Directive
Word for word, print each line of the listing below; pictures stay out.

Pointing records
----

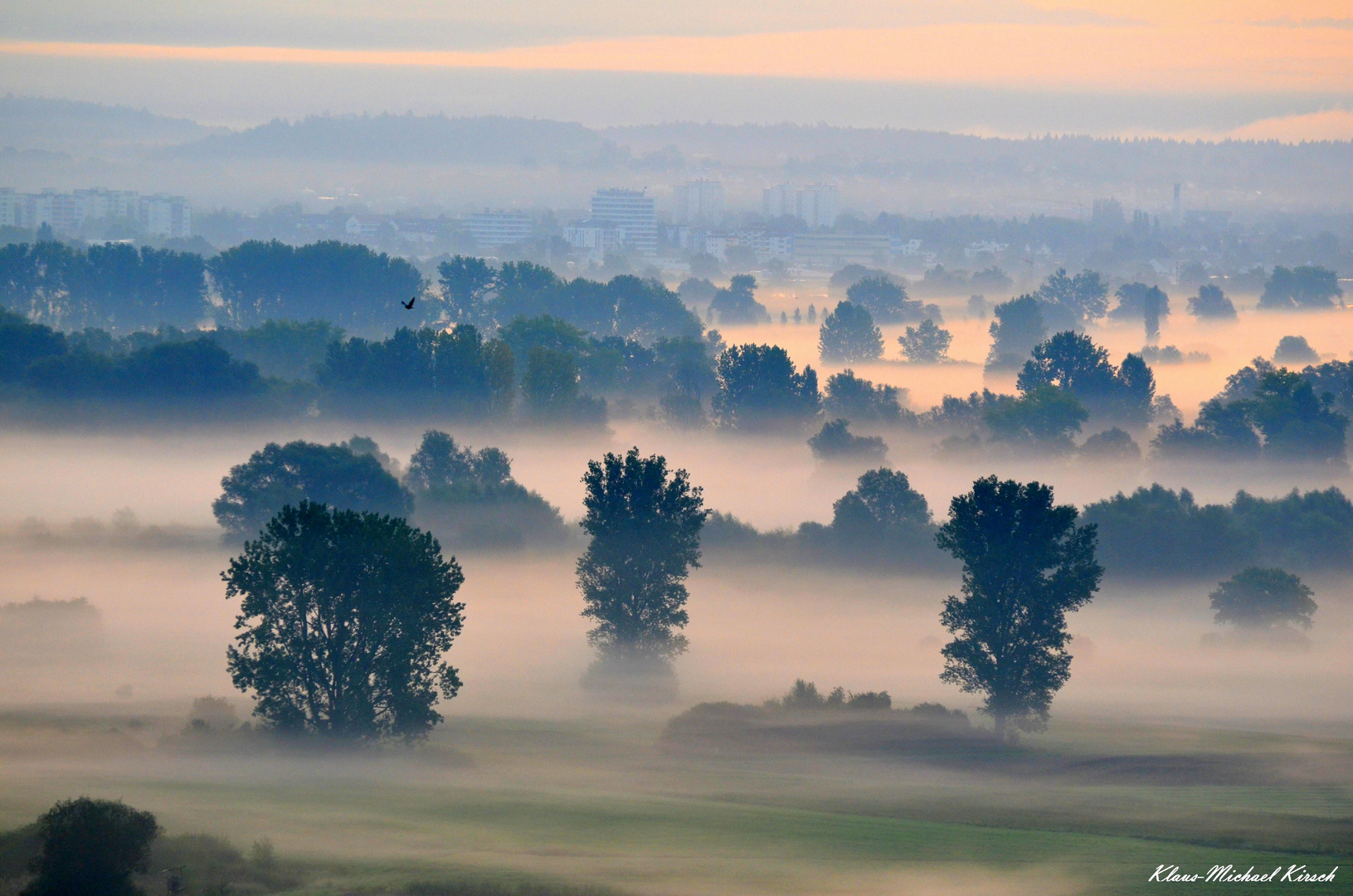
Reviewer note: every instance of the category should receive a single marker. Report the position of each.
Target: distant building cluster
(620, 218)
(158, 216)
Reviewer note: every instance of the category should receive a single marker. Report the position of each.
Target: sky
(1106, 66)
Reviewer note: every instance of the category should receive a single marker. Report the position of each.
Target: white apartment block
(493, 229)
(815, 205)
(632, 214)
(160, 216)
(698, 202)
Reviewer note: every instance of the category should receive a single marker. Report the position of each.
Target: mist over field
(634, 451)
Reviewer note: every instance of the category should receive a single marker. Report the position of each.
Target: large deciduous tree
(344, 621)
(1026, 565)
(278, 475)
(849, 334)
(645, 525)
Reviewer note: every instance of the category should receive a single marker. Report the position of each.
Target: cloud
(1306, 23)
(1034, 56)
(1334, 124)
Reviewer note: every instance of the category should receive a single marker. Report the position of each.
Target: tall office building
(493, 229)
(632, 214)
(698, 202)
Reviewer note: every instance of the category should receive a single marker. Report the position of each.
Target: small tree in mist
(849, 334)
(345, 619)
(645, 525)
(92, 846)
(1264, 600)
(1026, 565)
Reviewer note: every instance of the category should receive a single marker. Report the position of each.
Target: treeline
(467, 497)
(120, 289)
(1155, 532)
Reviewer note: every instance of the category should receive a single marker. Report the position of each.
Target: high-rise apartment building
(815, 205)
(698, 202)
(632, 214)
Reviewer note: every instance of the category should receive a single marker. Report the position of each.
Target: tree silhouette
(1258, 598)
(849, 334)
(645, 525)
(91, 846)
(1026, 565)
(344, 621)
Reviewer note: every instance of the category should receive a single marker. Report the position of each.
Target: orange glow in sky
(1176, 49)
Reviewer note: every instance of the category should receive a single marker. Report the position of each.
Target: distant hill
(72, 126)
(407, 139)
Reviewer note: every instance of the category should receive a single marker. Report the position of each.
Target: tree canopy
(645, 527)
(279, 475)
(926, 344)
(737, 304)
(92, 846)
(1016, 329)
(1026, 565)
(344, 621)
(883, 298)
(1258, 598)
(849, 334)
(1305, 287)
(759, 386)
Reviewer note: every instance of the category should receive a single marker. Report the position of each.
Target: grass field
(505, 803)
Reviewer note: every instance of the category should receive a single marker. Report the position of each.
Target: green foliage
(835, 441)
(1016, 329)
(1070, 302)
(1160, 532)
(280, 475)
(1044, 417)
(761, 387)
(1111, 444)
(471, 499)
(1211, 304)
(289, 349)
(183, 374)
(1220, 432)
(849, 334)
(645, 527)
(1073, 363)
(91, 846)
(1303, 289)
(111, 285)
(737, 304)
(1260, 598)
(465, 283)
(861, 401)
(885, 299)
(344, 621)
(1026, 565)
(1147, 302)
(340, 282)
(22, 343)
(1295, 424)
(1279, 405)
(926, 344)
(454, 373)
(881, 499)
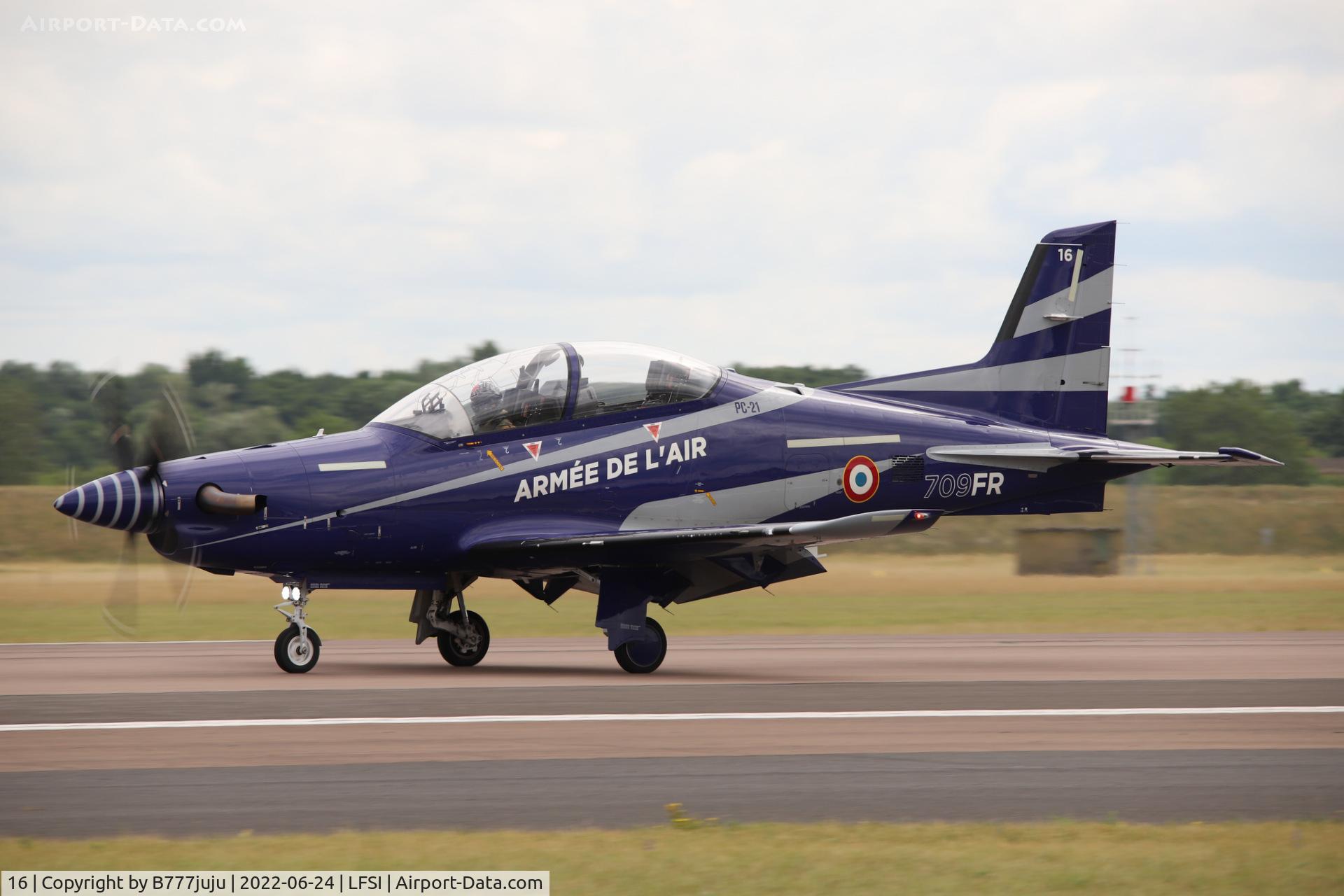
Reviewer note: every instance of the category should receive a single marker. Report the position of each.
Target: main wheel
(290, 653)
(643, 657)
(456, 650)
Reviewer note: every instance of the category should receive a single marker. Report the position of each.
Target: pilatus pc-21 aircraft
(645, 477)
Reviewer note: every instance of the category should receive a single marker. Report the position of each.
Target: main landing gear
(298, 647)
(463, 637)
(643, 657)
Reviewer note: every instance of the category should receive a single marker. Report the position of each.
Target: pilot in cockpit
(488, 412)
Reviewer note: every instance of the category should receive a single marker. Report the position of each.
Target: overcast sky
(358, 188)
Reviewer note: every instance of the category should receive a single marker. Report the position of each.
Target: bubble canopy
(549, 383)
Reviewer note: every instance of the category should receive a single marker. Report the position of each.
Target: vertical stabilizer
(1050, 365)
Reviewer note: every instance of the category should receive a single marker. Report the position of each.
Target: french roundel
(860, 480)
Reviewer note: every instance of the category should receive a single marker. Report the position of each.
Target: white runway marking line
(667, 716)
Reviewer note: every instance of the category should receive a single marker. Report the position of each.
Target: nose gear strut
(298, 647)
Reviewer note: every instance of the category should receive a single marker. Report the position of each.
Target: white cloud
(347, 190)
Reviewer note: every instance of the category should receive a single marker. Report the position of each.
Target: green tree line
(51, 430)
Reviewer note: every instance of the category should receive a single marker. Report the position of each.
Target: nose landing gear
(298, 647)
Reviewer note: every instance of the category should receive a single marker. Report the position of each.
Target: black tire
(454, 650)
(288, 656)
(643, 657)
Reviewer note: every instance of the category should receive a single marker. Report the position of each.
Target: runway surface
(562, 766)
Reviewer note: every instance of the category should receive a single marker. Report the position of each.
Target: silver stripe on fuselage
(844, 440)
(739, 505)
(353, 465)
(766, 400)
(1037, 375)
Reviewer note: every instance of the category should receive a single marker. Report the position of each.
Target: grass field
(862, 594)
(1057, 858)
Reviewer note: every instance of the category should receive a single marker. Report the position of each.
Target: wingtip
(1254, 457)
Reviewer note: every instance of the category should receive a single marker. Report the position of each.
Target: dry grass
(1058, 858)
(862, 594)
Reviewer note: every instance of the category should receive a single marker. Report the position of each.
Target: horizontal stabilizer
(1043, 456)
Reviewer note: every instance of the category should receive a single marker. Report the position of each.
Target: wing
(1042, 456)
(672, 546)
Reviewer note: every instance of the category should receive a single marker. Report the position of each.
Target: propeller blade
(185, 587)
(71, 522)
(121, 610)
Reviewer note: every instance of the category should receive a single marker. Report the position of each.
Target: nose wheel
(298, 647)
(295, 652)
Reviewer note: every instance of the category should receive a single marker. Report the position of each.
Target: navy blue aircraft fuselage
(645, 476)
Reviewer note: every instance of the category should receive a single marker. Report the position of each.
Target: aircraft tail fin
(1050, 365)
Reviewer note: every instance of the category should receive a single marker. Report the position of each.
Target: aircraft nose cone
(69, 503)
(118, 501)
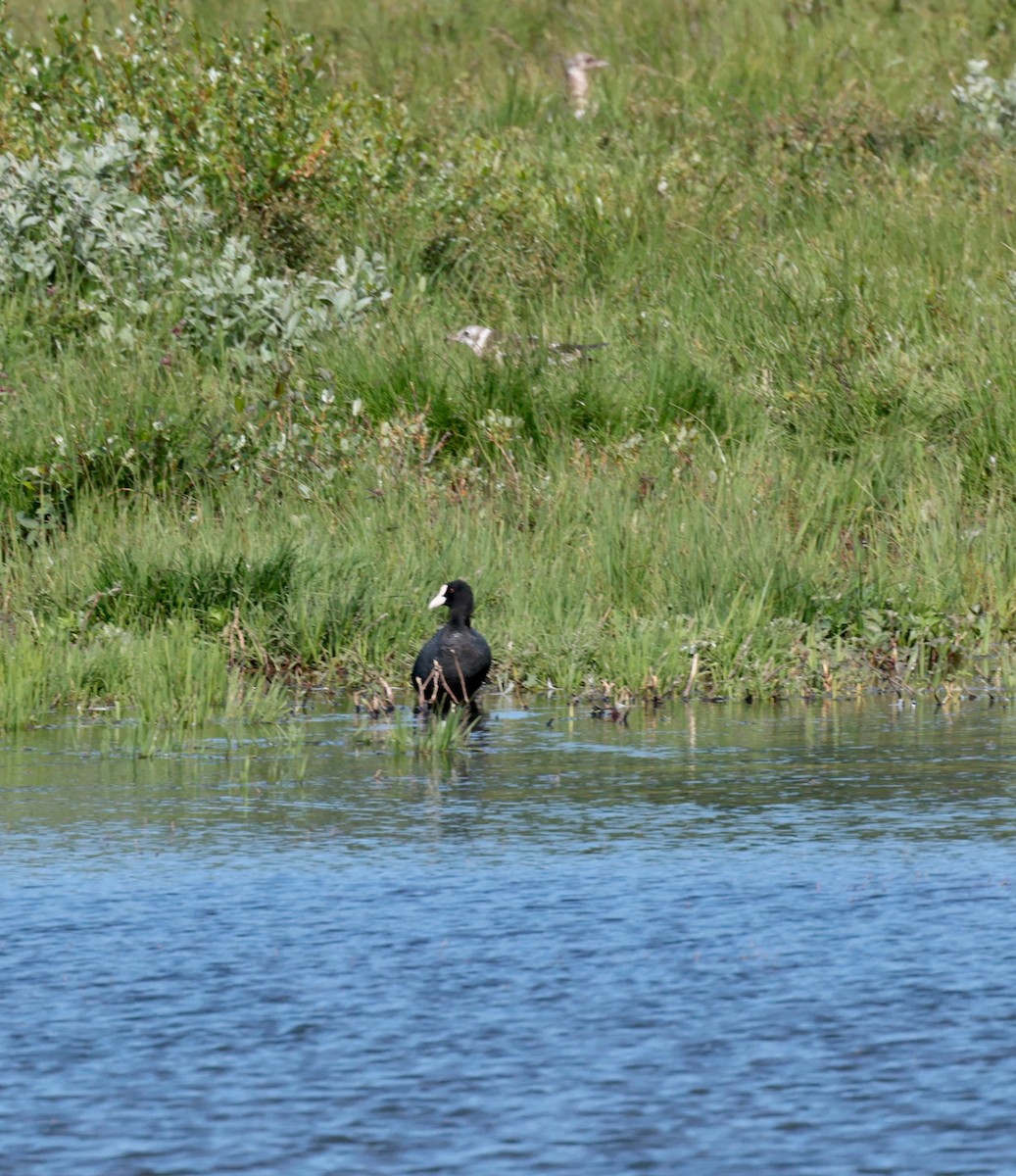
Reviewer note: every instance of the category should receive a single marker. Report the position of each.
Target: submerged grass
(792, 471)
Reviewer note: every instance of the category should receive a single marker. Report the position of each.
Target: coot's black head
(458, 595)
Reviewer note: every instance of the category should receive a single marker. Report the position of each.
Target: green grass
(793, 469)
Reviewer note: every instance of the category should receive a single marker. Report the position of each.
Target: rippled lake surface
(716, 940)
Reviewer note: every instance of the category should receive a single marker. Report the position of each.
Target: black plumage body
(453, 664)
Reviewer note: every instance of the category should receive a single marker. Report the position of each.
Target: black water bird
(451, 668)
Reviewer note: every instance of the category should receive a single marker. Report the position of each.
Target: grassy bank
(791, 471)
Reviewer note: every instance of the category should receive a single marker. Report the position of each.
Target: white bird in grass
(576, 72)
(486, 342)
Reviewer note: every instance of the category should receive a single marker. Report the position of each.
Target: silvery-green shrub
(992, 104)
(73, 226)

----

Full response
Reviewer note: every instance of the category should receive a single marker. Report the position of each.
Target: distant building cluster
(620, 218)
(158, 216)
Reviewer note: every instance of the category should receive a single marker. Report the position of each.
Target: sky
(1106, 66)
Reviewer note: every instance of the category should receive a single marker. Report the position of each.
Target: white apartment block
(493, 229)
(815, 205)
(632, 214)
(160, 216)
(698, 202)
Reviewer note: every instance of the category should receive a single marker. Report the position of each.
Target: mist over field
(634, 451)
Reviewer note: every instance of the category should receive a single marker. Report the position of each.
Target: large deciduous tree
(344, 621)
(1026, 565)
(278, 475)
(849, 334)
(645, 525)
Reviewer note: every instance of the category should receive a single marker. Report the position of each.
Target: cloud
(1306, 23)
(1034, 56)
(1334, 124)
Reviewer note: every instance of the category should receive a single marker. Report the position of each.
Target: tall office building
(493, 229)
(632, 214)
(698, 202)
Reviewer note: every instance of the category should receive a single marker. Report the position of each.
Target: small tree in mist
(849, 334)
(345, 619)
(645, 525)
(92, 846)
(1264, 600)
(1026, 565)
Reviewer note: every instance of the category should receive a single marker. Report the position of each.
Target: treeline
(467, 497)
(120, 289)
(1155, 532)
Reviewer note: every instance of the category should receive a single marker. Report the position of each.
Target: high-rise apartment building
(815, 205)
(698, 202)
(632, 214)
Reviewer note: every instance of the category should receive a single marker. Report the position of each.
Target: tree silhouette
(1258, 598)
(849, 334)
(645, 525)
(91, 846)
(1026, 565)
(344, 621)
Reviewer note: every instance of the category should receive a single marker. Report the position of each.
Target: orange glow in sky
(1176, 49)
Reviewer note: every instance of the category should receive a single marker. Report the position of each.
Target: distant hill
(72, 126)
(407, 139)
Reviewer note: every instance of the category should receive a single marker. Report the position of each.
Target: tree canopy
(645, 527)
(279, 475)
(926, 344)
(737, 304)
(92, 846)
(1016, 329)
(1026, 565)
(344, 621)
(883, 298)
(1258, 598)
(849, 334)
(1305, 287)
(759, 386)
Reviewer note: every instance of the category should receive a single marker. Report the position of each.
Target: grass field
(505, 803)
Reviewer note: every instance of the category should receive a single marker. Report the position of each.
Target: green foliage
(835, 441)
(1016, 329)
(1070, 302)
(1160, 532)
(280, 475)
(1044, 417)
(761, 387)
(1111, 444)
(471, 499)
(1211, 304)
(289, 349)
(183, 374)
(1220, 432)
(849, 334)
(645, 527)
(1073, 363)
(91, 846)
(1303, 289)
(111, 285)
(737, 304)
(1260, 598)
(465, 283)
(861, 401)
(885, 299)
(344, 621)
(1026, 565)
(1147, 302)
(340, 282)
(22, 343)
(1295, 424)
(1279, 405)
(926, 344)
(454, 373)
(881, 499)
Reviewer note: every instance of the category should receive a single marker. Report the position of each.
Target: main wheel
(290, 653)
(643, 657)
(456, 650)
Reviewer note: every instance of the category should receive a single marker. Report the position of each.
Target: pilatus pc-21 aircraft
(645, 477)
Reviewer note: every instance of the category should receive a single marker. Report the position of each.
Target: main landing gear
(298, 647)
(463, 637)
(643, 657)
Reviewer note: every instance of the category should receive a single marker. Report the position of each.
Target: pilot in cockpit
(488, 412)
Reviewer note: every instance of the category should receive a single marker. Report the position of each.
Target: overcast sky
(358, 188)
Reviewer note: every instance of the category should receive a single marker. Report the position of each.
Target: bubble canopy
(549, 383)
Reviewer note: every instance of the category should receive a single marker. Report the position of each.
Target: vertical stabilizer
(1050, 365)
Reviewer note: every instance of the category should receive a single marker. Report the position of each.
Target: french roundel
(860, 480)
Reviewer note: every instance of the category should receive a single marker. Report the position of each.
Target: white runway marking line
(667, 716)
Reviewer note: every instance of the category should receive a single marker. Report the position of each.
Target: nose gear strut
(298, 647)
Reviewer note: every instance of the category should receive a single marker. Report the position of each.
Target: white cloud
(347, 190)
Reviewer note: every instance of the category should receive a single marker. Report the position of each.
Target: green tree line
(51, 430)
Reviewer note: every instance of the category should receive a single marker. Report the position of each.
Target: nose landing gear
(298, 647)
Reviewer note: every instance of the category should receive a single marker. Report the position of each.
Target: black tire
(454, 650)
(288, 656)
(643, 657)
Reviewer note: every instance of the category should receive a single marker. Report the position of each.
Target: runway surface
(562, 766)
Reviewer note: every instance of the category should receive a single marker. Report the position of each.
Target: silver stripe on fuselage
(844, 440)
(739, 505)
(353, 465)
(766, 400)
(1037, 375)
Reviewer note: every instance of the category should receive a single marker. Report the position of each.
Target: grass field
(862, 594)
(1057, 858)
Reviewer note: every instance of the category should receive a single marker. Report the position of each.
Target: wingtip
(1254, 457)
Reviewer note: every instance of the category should receive a single marker. Report the position of each.
Target: dry grass
(1058, 858)
(862, 594)
Reviewer note: every instance of the category should receive a single marker. Report the position of each.
Target: horizontal stabilizer
(1043, 456)
Reviewer note: every instance of the category should receive a single marker. Report the position of each.
Target: wing
(1042, 456)
(672, 546)
Reviewer note: every instance of the category should receive a single marker. Report the position of each.
Target: propeller blade
(185, 587)
(71, 522)
(121, 610)
Reviewer note: every instance of the category should receive a single marker. Report the position of each.
Target: nose wheel
(298, 647)
(295, 652)
Reviewer note: every instance of the category should receive a single marker. Report the position of each.
Target: navy blue aircraft fuselage
(645, 476)
Reviewer note: every instance of the category should receive a single marker. Report the position of each.
Target: aircraft tail fin
(1050, 365)
Reviewer note: every instance of the category should receive a single marker. Report the position of each.
Target: aircraft nose cone
(69, 503)
(118, 501)
Reviewer note: every instance of the category should receive a single marker. Report the position of each.
Target: submerged grass
(792, 471)
Reviewer note: every instance of the category should receive a single marker. Report the position of each.
Target: coot's black head
(458, 595)
Reviewer note: every instance of the category should receive a single marker. Report the position of each.
Target: green grass
(793, 469)
Reviewer note: every instance of the category should receive a single marker. Report the position of each.
Target: rippled lake surface
(716, 940)
Reviewer note: every instance of the category should receive a single marker. Report the position of each.
Target: black plumage body
(453, 664)
Reviewer note: every instance of the category should receive a single marker. Report the position of each.
Target: black water bird
(451, 668)
Reviewer note: every instance of the category should receive a single marker. Report the position of each.
Target: grassy bank
(791, 471)
Reviewer note: every instance of the category should receive a single marker. Report the position of each.
Target: white bird in grass
(576, 72)
(486, 342)
Reviewer note: every instance of the category should receive a single marker. Report the position of each.
Target: silvery-green shrub
(992, 104)
(73, 226)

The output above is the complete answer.